▶ **What this task involves**: Rewrite every one of the entries below, replacing "pin one point per instance" with "mark each instance with one point" wherever it appears and leaving everything else unchanged. Omit the pictures from your output.

▶ **Data entries**:
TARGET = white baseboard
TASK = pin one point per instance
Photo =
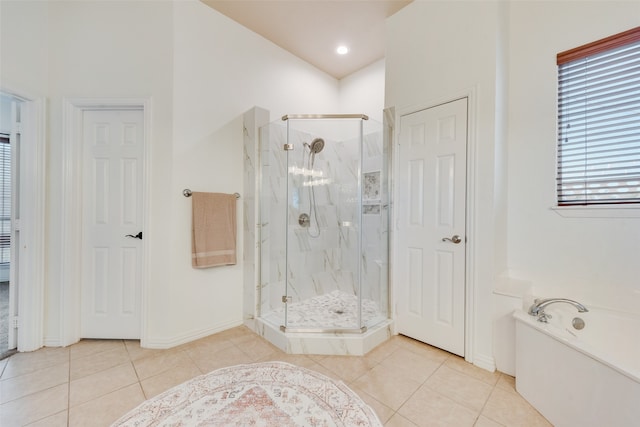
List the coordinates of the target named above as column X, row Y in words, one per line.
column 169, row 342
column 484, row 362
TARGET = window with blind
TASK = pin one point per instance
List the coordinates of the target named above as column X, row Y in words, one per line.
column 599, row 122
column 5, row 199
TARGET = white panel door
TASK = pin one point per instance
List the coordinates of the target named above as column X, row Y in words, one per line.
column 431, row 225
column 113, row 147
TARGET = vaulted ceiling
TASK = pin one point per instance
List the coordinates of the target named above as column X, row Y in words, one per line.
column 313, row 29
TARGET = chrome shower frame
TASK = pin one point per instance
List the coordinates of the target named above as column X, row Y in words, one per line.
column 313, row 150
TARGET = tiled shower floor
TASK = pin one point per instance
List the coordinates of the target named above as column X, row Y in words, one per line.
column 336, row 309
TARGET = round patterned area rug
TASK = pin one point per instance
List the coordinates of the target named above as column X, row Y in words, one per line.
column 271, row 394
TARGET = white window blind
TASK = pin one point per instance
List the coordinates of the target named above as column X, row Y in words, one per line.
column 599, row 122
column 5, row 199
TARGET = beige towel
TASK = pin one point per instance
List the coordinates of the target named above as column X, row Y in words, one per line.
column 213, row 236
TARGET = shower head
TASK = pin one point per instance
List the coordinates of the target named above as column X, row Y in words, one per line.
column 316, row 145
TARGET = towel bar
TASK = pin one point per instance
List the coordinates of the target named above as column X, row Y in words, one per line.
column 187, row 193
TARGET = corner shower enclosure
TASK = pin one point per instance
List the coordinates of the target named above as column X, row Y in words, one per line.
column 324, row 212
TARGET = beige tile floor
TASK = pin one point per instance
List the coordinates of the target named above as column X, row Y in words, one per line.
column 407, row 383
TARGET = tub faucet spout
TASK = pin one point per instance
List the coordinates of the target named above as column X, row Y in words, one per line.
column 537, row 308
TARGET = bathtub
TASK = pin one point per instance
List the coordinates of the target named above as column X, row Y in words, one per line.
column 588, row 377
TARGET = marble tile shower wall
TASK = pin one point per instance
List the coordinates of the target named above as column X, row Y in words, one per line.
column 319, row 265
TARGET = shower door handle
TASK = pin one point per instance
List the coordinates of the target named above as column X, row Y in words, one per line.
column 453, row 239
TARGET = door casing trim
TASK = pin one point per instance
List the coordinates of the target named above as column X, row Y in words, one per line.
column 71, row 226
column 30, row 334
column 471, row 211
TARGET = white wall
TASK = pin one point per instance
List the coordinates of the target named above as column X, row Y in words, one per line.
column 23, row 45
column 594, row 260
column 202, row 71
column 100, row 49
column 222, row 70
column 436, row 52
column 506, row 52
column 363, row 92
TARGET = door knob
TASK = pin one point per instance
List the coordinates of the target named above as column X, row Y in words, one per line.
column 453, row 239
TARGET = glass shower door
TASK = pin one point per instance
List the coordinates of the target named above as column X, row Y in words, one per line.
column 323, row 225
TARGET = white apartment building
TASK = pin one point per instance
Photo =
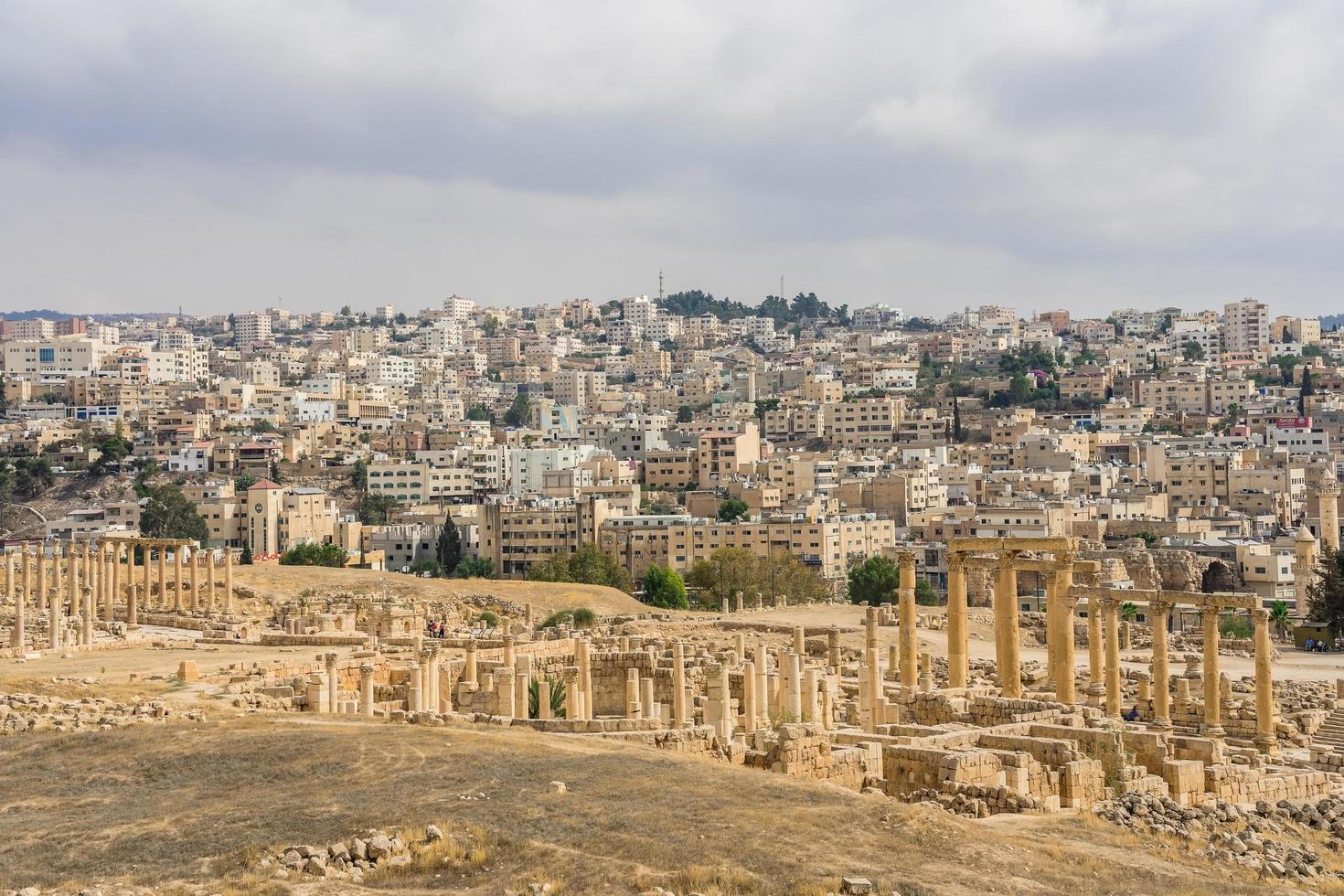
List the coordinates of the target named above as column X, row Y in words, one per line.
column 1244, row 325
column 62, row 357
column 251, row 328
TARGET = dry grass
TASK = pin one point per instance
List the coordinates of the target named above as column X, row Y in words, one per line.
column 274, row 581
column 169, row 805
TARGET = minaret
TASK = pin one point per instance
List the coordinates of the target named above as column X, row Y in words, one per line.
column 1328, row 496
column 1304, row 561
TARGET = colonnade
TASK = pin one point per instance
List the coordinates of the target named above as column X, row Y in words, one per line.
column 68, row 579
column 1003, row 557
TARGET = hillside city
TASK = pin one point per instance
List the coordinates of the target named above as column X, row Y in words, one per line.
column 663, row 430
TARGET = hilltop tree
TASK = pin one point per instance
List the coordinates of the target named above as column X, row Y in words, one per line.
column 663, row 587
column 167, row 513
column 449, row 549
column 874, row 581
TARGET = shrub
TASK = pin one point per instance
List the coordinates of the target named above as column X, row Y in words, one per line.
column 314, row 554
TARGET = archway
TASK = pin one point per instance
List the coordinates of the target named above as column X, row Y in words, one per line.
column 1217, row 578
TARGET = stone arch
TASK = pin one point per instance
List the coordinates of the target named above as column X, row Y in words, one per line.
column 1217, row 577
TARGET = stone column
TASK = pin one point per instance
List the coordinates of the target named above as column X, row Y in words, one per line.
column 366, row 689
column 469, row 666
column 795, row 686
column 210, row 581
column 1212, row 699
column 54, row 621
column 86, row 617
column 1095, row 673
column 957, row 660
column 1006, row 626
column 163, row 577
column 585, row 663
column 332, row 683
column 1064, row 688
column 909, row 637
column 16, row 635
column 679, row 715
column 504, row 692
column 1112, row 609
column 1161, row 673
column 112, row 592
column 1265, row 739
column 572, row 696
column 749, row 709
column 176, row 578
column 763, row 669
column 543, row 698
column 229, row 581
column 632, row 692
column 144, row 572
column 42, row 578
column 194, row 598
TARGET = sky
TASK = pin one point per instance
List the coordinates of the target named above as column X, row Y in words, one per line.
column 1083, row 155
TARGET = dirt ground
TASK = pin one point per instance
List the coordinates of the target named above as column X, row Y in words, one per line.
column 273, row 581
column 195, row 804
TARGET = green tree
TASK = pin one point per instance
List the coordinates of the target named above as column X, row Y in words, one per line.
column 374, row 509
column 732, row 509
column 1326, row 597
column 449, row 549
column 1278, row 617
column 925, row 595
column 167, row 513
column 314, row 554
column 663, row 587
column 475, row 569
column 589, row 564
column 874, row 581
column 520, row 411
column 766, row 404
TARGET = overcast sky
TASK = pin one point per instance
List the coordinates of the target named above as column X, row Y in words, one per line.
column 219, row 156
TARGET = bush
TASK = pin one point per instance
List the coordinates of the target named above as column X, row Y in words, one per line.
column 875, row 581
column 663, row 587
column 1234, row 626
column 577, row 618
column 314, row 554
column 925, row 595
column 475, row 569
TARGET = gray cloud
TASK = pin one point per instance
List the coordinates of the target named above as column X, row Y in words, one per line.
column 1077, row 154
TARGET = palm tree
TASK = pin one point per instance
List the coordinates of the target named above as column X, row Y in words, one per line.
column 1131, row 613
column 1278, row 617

▶ **Result below**:
TARGET = white baseboard
TASK = mark each instance with one point
Photo =
List the coordinates of the target named above as column X, row Y in words, one per line.
column 169, row 342
column 484, row 362
TARGET = window with blind
TASK = mark each instance with one point
List the coordinates of the target named above as column X, row Y in words, one per line.
column 599, row 122
column 5, row 199
TARGET = white panel door
TASK = mark each instance with one point
List the coordinates of the target named above as column X, row Y in words, one per line.
column 431, row 225
column 113, row 147
TARGET = vaulted ceiling
TASK = mark each instance with one point
List the coordinates of the target named above as column X, row Y in words, one per line.
column 313, row 29
TARGET = chrome shower frame
TASK = mark each instance with one point
List the coordinates of the target named above as column X, row Y in words, one per line.
column 313, row 150
TARGET = tiled shower floor
TASK = mark each instance with one point
List the coordinates of the target named above as column X, row Y in words, one per line.
column 336, row 309
TARGET = round patterned area rug
TASK = mark each instance with one point
List the coordinates of the target named above as column X, row Y in words, one per line.
column 271, row 394
TARGET = white window blind
TASK = mark each instance with one point
List the coordinates of the target named above as column X, row Y in words, one per line.
column 599, row 122
column 5, row 199
TARGET = beige towel
TASK = mark each instance with one point
List the coordinates of the target named above as column X, row Y in words, one per line.
column 213, row 236
TARGET = shower head
TASK = mark each instance with one point
List the coordinates of the target named above as column X, row Y in words, one per line.
column 316, row 145
TARGET = towel bar
TASK = mark each instance with one point
List the coordinates of the target named above as column X, row Y in words, one per line.
column 187, row 193
TARGET = corner shower enclosure
TASK = mark each instance with one point
List the coordinates of the target named above as column X, row Y in words, one per line.
column 324, row 212
TARGET = beige tile floor
TASK = mark each instance with one point
List the coordinates of the target named above as column X, row Y in words, one per line.
column 407, row 383
TARGET = tub faucet spout
TASK = mark each instance with one point
List the coordinates of the target named above as column X, row Y in words, one per line.
column 537, row 308
TARGET = bathtub
TASK = mark each instance with one point
List the coordinates of the target named above as column X, row Y in words, one per line.
column 588, row 377
TARGET = marble tile shower wall
TASK = mark each instance with one point
List the coordinates of the target named above as column X, row Y in words, one per line.
column 319, row 265
TARGET = shower door handle
TASK = mark each instance with one point
List the coordinates of the target named above as column X, row Y in words, one per line.
column 453, row 239
TARGET = door casing trim
TASK = mark each instance with one point
List the coordinates of the target named above as column X, row Y in words, one per line.
column 71, row 226
column 30, row 334
column 471, row 211
TARGET = white wall
TASK = mark each instance with one point
List the coordinates of the target named above as column X, row Y in words, one per line.
column 23, row 45
column 594, row 260
column 202, row 71
column 100, row 49
column 222, row 70
column 436, row 52
column 506, row 52
column 363, row 92
TARGET = door knob
TASK = mark each instance with one point
List the coordinates of the target named above as column X, row Y in words, one per line.
column 453, row 239
TARGET = glass shower door
TASK = mark each instance with one point
List the coordinates of the target named above as column X, row Y in words, one per line.
column 323, row 225
TARGET = white apartment building
TASK = mark each instance with one point
Photo =
List the coordinates of the target named above as column X, row Y in words, one per line.
column 1244, row 325
column 62, row 357
column 251, row 328
TARGET = dry grass
TASK = mark each instance with one point
List the coordinates of the target named above as column X, row Y in words, one per line.
column 274, row 581
column 169, row 805
TARGET = minaret
TASK = mark each instance with one point
List the coordinates of the target named above as column X, row Y in words, one per line.
column 1328, row 496
column 1304, row 561
TARGET = colonnade
TASK = mark each instance with one point
List the coordinates of the target named above as column X, row Y in words, one per line.
column 68, row 579
column 1003, row 557
TARGET = hillside city
TASK = mark each instance with one point
List the coordinates of the target named above as column X, row Y in words, one per line.
column 663, row 430
TARGET = hilltop tree
TASK = mark each instance with one point
List the coordinates of the target named above as column X, row Y in words, one per line.
column 663, row 587
column 167, row 513
column 449, row 549
column 874, row 581
TARGET = shrub
TASK = mark each instance with one point
List the coordinates of the target named above as column X, row Y in words, one per line.
column 314, row 554
TARGET = archway
TASK = mark each instance with one point
List the coordinates of the target named above as column X, row Y in words, one per line.
column 1217, row 578
TARGET = stone arch
TASK = mark each instance with one point
List the coordinates of the target named above as column X, row Y in words, one per line.
column 1217, row 577
TARGET = stone column
TASK = mark each instance with one point
List the coordinates of the target named above as column X, row Y in words, one per line.
column 366, row 689
column 469, row 666
column 795, row 686
column 210, row 581
column 1212, row 699
column 54, row 621
column 86, row 617
column 1095, row 673
column 957, row 660
column 1006, row 626
column 163, row 577
column 585, row 663
column 332, row 683
column 1064, row 688
column 909, row 637
column 16, row 635
column 679, row 715
column 504, row 692
column 1112, row 609
column 1161, row 673
column 112, row 592
column 1265, row 739
column 572, row 696
column 749, row 709
column 176, row 578
column 763, row 669
column 543, row 698
column 229, row 581
column 632, row 692
column 144, row 572
column 42, row 578
column 194, row 598
TARGET = sky
TASK = mark each instance with one point
List the coordinates of the target named above as column X, row Y in words, one per line.
column 1083, row 155
TARGET = dirt ground
TASK = mark each instance with one point
List the coordinates of the target named above as column X, row Y in words, one per line.
column 273, row 581
column 195, row 804
TARGET = green tree
TASK = mark each instance with one point
List the coordinates of the target named above as column X, row Y in words, one per line.
column 374, row 509
column 732, row 509
column 1326, row 597
column 449, row 549
column 1278, row 617
column 925, row 595
column 167, row 513
column 314, row 554
column 663, row 587
column 475, row 569
column 589, row 564
column 874, row 581
column 520, row 411
column 766, row 404
TARGET = overcast sky
TASK = mark each instance with one point
List the coordinates of the target named above as column X, row Y in words, one per line.
column 219, row 156
TARGET = bush
TASK = mark each instance with one point
List the coordinates of the target named above as column X, row Y in words, one per line.
column 875, row 581
column 663, row 587
column 1234, row 626
column 577, row 618
column 314, row 554
column 925, row 595
column 475, row 569
TARGET = gray cloud
TASK = mark each instance with one point
List the coordinates of the target named above as column X, row Y in words, one per line.
column 1077, row 154
TARGET = palm tree
TASK = mark each instance with one point
List the coordinates of the target named above as column X, row Y in words, one per line.
column 1131, row 613
column 1278, row 617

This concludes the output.